Перепишите в виде JSON-списка строковых значений все строки, начиная с самой первой и заканчивая строкой с "xmin=78 ymin=220 xmax=142 ymax=224" включительно, по одному значению на строку. Пустые строки не включайте.

(Элементы из источника данных)
╭──
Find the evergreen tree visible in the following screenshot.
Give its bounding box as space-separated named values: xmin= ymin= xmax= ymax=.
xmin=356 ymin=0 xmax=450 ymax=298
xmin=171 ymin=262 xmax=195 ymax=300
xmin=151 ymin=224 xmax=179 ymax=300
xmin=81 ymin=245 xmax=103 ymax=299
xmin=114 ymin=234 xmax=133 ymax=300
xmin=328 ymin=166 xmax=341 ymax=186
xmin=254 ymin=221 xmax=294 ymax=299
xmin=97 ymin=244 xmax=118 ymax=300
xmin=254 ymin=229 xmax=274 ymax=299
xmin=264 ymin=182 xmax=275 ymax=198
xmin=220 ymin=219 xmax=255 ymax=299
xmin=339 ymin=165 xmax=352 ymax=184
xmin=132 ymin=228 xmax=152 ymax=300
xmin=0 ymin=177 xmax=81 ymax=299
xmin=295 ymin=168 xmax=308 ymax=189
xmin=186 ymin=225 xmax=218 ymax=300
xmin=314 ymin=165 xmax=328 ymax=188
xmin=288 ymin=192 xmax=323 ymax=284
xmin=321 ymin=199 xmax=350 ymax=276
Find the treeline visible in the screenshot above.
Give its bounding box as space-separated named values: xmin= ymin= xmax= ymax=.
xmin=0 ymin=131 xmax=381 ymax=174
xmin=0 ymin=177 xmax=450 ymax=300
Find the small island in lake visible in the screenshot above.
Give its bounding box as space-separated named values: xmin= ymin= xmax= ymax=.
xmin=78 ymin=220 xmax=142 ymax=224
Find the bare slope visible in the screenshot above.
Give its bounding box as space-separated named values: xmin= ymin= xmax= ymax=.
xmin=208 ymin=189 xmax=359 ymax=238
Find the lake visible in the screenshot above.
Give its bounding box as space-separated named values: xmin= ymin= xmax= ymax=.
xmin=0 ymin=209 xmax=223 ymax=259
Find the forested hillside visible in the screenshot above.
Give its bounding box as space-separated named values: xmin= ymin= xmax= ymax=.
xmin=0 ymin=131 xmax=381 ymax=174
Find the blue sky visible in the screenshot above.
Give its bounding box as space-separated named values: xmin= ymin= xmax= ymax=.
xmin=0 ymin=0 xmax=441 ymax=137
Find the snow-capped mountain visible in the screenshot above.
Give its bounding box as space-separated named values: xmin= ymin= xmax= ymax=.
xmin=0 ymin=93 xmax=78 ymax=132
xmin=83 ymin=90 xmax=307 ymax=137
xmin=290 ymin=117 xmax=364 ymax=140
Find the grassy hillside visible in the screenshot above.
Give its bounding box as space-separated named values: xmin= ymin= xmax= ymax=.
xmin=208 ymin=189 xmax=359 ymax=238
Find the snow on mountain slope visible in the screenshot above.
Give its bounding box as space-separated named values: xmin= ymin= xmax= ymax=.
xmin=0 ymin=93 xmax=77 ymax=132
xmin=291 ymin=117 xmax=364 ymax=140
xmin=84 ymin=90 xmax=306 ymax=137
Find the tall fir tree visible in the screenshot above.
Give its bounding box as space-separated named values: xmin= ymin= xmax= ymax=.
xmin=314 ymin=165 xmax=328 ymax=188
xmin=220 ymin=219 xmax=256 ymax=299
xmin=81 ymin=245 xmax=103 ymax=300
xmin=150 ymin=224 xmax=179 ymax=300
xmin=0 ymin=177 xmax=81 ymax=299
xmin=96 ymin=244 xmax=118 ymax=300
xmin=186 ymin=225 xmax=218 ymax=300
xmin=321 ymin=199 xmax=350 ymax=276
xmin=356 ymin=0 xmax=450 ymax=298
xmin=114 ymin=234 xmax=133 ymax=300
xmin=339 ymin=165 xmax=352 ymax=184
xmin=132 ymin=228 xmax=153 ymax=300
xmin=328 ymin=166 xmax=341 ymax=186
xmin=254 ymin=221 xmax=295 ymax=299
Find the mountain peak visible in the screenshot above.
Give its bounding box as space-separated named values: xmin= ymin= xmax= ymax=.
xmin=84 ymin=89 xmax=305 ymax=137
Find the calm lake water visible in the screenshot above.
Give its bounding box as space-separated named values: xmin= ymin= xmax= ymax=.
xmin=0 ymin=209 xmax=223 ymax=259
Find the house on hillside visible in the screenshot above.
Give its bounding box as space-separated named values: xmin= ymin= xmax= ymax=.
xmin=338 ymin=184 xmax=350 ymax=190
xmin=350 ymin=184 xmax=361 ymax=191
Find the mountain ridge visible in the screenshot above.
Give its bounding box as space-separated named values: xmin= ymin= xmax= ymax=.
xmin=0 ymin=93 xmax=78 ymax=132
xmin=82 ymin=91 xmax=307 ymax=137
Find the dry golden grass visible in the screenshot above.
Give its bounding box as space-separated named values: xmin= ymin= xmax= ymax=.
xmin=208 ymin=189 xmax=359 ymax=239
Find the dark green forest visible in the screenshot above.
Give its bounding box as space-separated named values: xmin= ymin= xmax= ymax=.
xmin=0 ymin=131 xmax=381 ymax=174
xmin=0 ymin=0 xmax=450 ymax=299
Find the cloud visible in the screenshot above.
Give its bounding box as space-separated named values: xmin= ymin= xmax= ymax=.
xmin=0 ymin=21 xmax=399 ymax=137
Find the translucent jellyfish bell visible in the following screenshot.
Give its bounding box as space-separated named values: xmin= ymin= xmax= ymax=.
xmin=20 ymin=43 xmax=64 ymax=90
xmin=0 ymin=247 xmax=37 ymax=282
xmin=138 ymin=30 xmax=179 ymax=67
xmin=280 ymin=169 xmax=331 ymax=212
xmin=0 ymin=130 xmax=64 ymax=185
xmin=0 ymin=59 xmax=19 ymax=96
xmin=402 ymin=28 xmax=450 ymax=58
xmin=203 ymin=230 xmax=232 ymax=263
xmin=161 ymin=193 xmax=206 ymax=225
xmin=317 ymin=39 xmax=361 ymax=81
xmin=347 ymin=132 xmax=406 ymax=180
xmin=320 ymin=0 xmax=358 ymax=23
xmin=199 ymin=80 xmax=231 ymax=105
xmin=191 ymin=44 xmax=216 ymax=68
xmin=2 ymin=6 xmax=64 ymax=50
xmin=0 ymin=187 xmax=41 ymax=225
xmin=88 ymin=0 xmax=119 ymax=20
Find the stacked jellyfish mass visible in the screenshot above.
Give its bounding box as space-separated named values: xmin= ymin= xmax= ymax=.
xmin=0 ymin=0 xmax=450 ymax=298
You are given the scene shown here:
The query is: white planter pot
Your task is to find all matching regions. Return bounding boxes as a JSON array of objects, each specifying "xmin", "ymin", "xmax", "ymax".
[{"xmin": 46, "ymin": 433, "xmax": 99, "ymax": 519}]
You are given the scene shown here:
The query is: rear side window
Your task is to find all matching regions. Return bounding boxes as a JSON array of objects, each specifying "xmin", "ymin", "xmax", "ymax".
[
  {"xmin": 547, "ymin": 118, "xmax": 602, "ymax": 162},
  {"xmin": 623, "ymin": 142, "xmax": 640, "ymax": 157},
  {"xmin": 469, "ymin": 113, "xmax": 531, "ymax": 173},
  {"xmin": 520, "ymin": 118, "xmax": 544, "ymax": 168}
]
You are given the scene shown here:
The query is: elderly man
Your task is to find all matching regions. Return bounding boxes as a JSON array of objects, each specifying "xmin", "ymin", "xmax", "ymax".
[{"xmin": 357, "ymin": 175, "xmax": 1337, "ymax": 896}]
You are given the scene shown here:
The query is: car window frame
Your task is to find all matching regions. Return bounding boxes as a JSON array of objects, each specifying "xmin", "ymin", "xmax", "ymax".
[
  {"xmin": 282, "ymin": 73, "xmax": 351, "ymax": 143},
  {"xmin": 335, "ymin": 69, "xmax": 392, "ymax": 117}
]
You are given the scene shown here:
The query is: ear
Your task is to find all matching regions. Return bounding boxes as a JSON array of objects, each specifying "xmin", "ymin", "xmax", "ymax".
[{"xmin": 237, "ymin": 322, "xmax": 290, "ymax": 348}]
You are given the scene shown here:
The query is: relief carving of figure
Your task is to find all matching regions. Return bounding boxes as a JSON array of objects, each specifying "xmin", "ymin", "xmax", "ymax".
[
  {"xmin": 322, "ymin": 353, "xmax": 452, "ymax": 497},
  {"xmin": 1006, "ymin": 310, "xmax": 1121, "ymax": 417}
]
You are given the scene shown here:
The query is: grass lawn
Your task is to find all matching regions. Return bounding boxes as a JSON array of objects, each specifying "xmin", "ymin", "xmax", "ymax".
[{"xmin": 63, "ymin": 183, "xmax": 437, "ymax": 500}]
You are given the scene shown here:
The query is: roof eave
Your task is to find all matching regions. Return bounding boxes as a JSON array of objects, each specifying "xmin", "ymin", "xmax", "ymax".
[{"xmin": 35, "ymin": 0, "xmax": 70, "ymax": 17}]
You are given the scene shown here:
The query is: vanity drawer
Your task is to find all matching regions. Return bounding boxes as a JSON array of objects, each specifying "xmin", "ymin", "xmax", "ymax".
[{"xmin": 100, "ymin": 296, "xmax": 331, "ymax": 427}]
╰──
**Ответ к заданию:**
[
  "Find the evergreen tree visible in the following screenshot.",
  "Give its bounding box as space-separated named values: xmin= ymin= xmax= ymax=.",
  "xmin=356 ymin=0 xmax=450 ymax=298",
  "xmin=171 ymin=262 xmax=195 ymax=300",
  "xmin=151 ymin=224 xmax=179 ymax=300",
  "xmin=81 ymin=245 xmax=103 ymax=299",
  "xmin=114 ymin=234 xmax=133 ymax=300",
  "xmin=328 ymin=166 xmax=341 ymax=186",
  "xmin=254 ymin=221 xmax=294 ymax=299",
  "xmin=97 ymin=244 xmax=118 ymax=300",
  "xmin=254 ymin=229 xmax=274 ymax=299",
  "xmin=264 ymin=182 xmax=275 ymax=198",
  "xmin=220 ymin=219 xmax=255 ymax=299",
  "xmin=339 ymin=165 xmax=352 ymax=184",
  "xmin=132 ymin=228 xmax=152 ymax=300",
  "xmin=0 ymin=177 xmax=81 ymax=299",
  "xmin=295 ymin=168 xmax=308 ymax=189",
  "xmin=186 ymin=225 xmax=218 ymax=300",
  "xmin=314 ymin=165 xmax=328 ymax=188",
  "xmin=288 ymin=192 xmax=323 ymax=284",
  "xmin=321 ymin=199 xmax=350 ymax=276",
  "Find the treeline visible in the screenshot above.",
  "Give its bounding box as space-separated named values: xmin= ymin= xmax= ymax=.",
  "xmin=0 ymin=131 xmax=381 ymax=174",
  "xmin=0 ymin=177 xmax=450 ymax=300",
  "Find the small island in lake visible in the screenshot above.",
  "Give its bounding box as space-separated named values: xmin= ymin= xmax= ymax=.",
  "xmin=78 ymin=220 xmax=142 ymax=224"
]